- Exercise description: Print every one of the lines below without changing a character, and leave the picture out of your answer.

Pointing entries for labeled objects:
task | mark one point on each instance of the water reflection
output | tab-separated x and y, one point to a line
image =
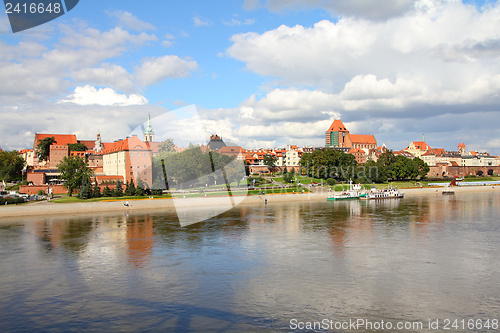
254	267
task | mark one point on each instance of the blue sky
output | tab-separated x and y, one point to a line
261	73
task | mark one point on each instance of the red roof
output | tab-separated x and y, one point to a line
90	144
154	146
337	126
61	139
362	139
231	150
132	143
420	145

- Answer to this problem:
task | mark one point on each instance of the water reflection
output | tab-separated x and y, one point to a line
image =
254	267
task | mark one point on each instance of the blue sky
output | tab-separated x and y, one point to a line
261	73
task | mark one point on each instance of the red roof
output | tab-separated x and y, one point to a line
90	144
154	146
337	126
61	139
362	139
231	150
132	143
420	145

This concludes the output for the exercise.